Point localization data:
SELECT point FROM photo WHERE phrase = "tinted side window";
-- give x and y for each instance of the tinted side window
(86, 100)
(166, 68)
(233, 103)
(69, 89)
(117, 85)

**Exercise aim:**
All of the data shown above must be copied exactly.

**Exercise solution:**
SELECT point FROM photo WHERE phrase = "tinted side window";
-- give x and y for each instance of the tinted side window
(86, 100)
(166, 68)
(233, 103)
(69, 89)
(117, 85)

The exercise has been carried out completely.